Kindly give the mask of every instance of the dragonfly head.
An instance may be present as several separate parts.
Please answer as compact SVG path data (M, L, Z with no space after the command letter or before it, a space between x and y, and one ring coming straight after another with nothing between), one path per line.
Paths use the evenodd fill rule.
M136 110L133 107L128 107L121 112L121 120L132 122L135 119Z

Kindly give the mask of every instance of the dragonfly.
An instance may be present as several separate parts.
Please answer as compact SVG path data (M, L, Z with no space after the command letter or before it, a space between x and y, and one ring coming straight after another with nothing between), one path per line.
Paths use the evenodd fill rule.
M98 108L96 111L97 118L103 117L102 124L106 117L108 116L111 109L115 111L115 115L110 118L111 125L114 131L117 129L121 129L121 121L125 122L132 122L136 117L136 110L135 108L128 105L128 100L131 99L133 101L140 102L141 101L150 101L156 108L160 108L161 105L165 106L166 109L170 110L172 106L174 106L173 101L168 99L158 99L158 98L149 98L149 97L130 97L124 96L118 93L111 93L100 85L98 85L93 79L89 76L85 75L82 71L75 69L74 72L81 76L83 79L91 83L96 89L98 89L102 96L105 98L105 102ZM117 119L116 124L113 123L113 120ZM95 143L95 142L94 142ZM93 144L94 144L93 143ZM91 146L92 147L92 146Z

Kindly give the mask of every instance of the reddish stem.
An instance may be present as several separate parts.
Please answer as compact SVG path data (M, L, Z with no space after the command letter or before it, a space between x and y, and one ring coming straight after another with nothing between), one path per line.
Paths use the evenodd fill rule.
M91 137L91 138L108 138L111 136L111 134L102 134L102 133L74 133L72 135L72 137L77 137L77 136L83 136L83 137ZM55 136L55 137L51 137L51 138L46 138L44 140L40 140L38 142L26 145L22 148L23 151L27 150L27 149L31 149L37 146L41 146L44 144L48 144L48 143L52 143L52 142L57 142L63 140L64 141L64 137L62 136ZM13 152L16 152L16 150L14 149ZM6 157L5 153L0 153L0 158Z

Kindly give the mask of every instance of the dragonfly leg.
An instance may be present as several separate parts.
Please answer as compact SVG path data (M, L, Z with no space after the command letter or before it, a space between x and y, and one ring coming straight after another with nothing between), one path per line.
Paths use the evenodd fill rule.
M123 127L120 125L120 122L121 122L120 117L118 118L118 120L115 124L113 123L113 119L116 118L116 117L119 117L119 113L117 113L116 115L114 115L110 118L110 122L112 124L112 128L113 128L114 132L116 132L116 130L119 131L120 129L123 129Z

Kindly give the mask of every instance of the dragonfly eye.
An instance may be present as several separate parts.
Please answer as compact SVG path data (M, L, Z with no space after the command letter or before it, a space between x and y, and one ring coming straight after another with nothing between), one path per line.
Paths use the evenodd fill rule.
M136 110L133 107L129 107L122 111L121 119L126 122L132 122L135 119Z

--

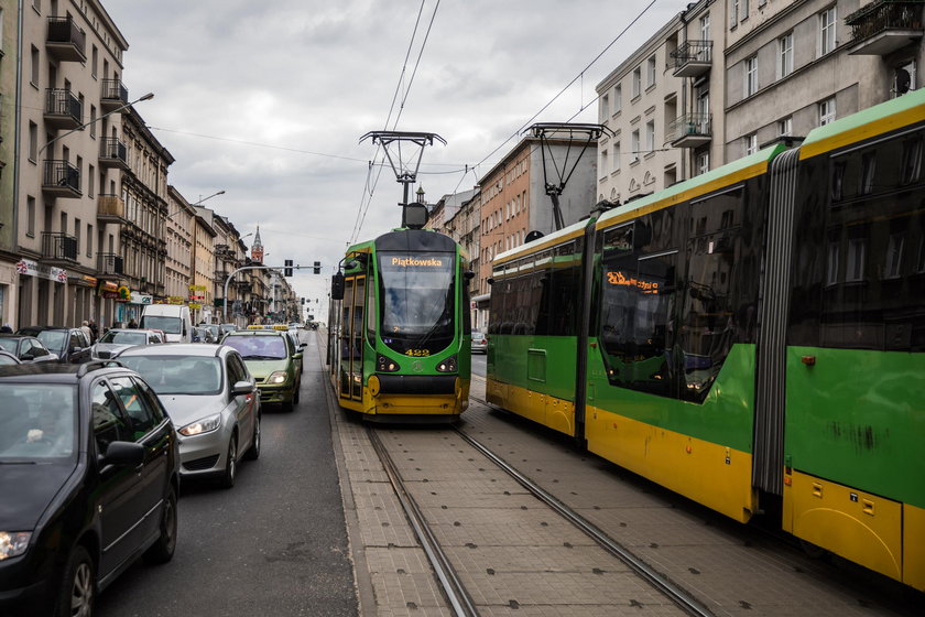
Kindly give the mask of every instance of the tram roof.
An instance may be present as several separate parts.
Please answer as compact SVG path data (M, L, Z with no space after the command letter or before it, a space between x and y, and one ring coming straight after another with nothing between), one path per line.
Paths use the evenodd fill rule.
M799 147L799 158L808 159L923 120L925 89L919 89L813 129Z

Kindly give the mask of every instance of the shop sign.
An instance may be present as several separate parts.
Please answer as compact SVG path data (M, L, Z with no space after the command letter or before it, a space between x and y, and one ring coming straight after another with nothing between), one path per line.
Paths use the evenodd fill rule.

Your task:
Rewrite the stretch from the line containing "Kindly give the mask of every instance of the dragonfly head." through the line containing "M136 110L133 107L128" as a two-column CSV with the headers instruction and response. Give one row for each instruction: its wording goes in instruction and its answer in response, each as a single quoted field with line breaks replaced by spaces.

Response to this exercise:
instruction,response
"Kindly give the mask of every instance of the dragonfly head. An instance may be present as several separate parts. Please answer as compact SVG path data (M, L, Z with no space after the command letter or before it, a space between x and y, and one ring coming straight after another with nothing between), one path per line. Paths use the evenodd fill rule.","M136 110L133 107L128 107L121 112L121 120L132 122L135 119Z"